*** EXCERPTED TEXT Section Begins ***
It is essential to build and solidify relationships with donors, even amidst a global health pandemic with looming economic repercussions. Many of our partners shared that donors want to feel included regarding institutional strategy and are seeking opportunities to support to the university community. At the same time, Advancement leaders are striving to create communications that are both considerate and valuable to donors during this crisis. Below are 4 stewardship strategies to implement in the coming weeks.
How are alumni interacting with solicitations during the quarantine?READ THE ARTICLE
1. Demonstrate impact by spotlighting stories from students who have benefitted from university emergency funds or new pandemic relief initiatives
The University of Dallas asked for testimonial videos or notes from students about receiving support from donors to help with the recent disruptions and hardships caused by COVID-19. The result was a student experience highlight they shared on their website, in email communications, and on social media.
2. Provide targeted COVID-19 updates to affinity donors rather than making them sort through the current information storm
Miami University used ThankView to provide athletics donors an update from the baseball coach. The coach spoke about the team’s experience with COVID-19 in this video. Through this content, Miami was able to give donors a bespoke touch while also providing information on the university’s COVID-19 strategy.
*** EXCERPTED TEXT Section Ends ***
*** DATASET CONTENT Section Begins ***
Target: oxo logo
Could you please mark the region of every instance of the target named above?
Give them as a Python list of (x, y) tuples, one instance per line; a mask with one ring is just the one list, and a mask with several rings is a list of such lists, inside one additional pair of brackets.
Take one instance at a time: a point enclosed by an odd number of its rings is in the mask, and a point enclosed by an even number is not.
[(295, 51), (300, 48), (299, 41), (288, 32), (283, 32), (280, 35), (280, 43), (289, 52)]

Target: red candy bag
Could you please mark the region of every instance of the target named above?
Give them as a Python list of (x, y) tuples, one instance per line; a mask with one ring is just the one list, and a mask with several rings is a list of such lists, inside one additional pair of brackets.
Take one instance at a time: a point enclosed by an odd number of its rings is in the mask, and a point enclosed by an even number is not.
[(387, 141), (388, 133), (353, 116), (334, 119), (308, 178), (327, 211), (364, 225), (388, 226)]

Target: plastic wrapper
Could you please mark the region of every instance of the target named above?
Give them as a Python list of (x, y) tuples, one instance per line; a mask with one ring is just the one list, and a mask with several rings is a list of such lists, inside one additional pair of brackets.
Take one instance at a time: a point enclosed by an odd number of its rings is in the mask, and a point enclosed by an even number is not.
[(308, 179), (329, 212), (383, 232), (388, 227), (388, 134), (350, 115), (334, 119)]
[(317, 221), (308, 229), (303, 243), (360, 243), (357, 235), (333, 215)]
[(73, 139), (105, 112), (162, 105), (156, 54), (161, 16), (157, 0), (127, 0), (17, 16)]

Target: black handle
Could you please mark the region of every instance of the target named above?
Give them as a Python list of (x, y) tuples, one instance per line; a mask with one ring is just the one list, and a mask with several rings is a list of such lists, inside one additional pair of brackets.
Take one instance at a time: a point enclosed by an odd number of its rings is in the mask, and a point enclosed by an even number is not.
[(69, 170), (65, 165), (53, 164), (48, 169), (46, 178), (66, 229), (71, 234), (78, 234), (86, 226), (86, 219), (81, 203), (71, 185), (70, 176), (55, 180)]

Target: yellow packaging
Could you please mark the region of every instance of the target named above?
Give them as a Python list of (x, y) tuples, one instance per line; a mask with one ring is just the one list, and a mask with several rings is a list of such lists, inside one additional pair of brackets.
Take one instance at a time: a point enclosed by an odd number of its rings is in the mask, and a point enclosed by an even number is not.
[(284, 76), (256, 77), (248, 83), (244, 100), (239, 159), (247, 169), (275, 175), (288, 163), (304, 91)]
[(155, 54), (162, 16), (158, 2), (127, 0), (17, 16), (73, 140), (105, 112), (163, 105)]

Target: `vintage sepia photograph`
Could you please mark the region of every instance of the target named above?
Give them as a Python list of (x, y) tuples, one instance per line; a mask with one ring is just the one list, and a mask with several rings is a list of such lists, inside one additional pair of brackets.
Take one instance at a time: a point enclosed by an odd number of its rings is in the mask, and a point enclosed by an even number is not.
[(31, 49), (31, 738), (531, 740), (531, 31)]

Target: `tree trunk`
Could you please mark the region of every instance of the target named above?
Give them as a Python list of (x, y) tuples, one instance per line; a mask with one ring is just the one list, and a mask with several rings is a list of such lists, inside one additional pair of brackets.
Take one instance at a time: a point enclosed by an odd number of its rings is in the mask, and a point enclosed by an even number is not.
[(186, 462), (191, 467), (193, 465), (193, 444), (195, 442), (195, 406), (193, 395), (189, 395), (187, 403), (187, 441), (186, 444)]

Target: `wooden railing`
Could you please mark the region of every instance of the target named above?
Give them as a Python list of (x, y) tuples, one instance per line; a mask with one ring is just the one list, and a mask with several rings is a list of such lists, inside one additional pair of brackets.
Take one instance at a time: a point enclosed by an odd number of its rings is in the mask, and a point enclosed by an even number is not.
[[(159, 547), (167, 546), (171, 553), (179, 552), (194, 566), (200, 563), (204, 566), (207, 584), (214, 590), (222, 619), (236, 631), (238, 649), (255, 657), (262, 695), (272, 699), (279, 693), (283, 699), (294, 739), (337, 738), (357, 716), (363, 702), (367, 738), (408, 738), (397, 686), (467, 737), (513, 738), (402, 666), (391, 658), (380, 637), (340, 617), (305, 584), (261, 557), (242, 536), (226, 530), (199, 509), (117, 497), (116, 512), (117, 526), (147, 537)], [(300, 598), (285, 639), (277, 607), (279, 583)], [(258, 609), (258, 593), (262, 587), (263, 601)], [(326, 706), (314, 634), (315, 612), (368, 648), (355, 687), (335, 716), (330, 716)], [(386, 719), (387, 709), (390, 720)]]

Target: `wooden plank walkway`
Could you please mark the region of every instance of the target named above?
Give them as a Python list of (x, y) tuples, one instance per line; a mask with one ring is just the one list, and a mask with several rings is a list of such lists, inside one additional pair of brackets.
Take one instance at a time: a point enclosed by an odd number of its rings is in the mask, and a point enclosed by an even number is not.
*** DATASET CONTENT Section Ends ***
TASKS AND EXERCISES:
[A] Answer these questions using the donor stewardship text:
(i) What did the University of Dallas ask students to provide?
(ii) Which tool did Miami University use to reach its athletics donors?
(iii) Who delivered the update in Miami University's video?
[B] Name every channel on which the donor stewardship text says the University of Dallas shared its student experience highlight.
[C] Write a continuation of the text on donor stewardship during the pandemic, starting right after its final sentence.

ANSWERS BY ITEM:
[A]
(i) Testimonial videos or notes about receiving support from donors to help with the disruptions and hardships caused by COVID-19.
(ii) ThankView.
(iii) The baseball coach.

[B] Its website, email communications, and social media.

[C]
3. Create meaningful opportunities for donors to engage with and have a tangible impact on the university community
Brock University in Canada pivoted their Kind Mail campaign, originally used to send notes to students, to provide a meaningful opportunity for donors, faculty, staff and students to write messages of encouragement to others in the university community and/or submit a message to be displayed on university social media pages.
4. Give curious constituents the opportunity to connect virtually with university experts around hot topics
The University of Rochester’s alumni board provided donors an opportunity to experience online learning by working with a faculty member to create a virtual lecture about the potential COVID-19 effects on American democracy.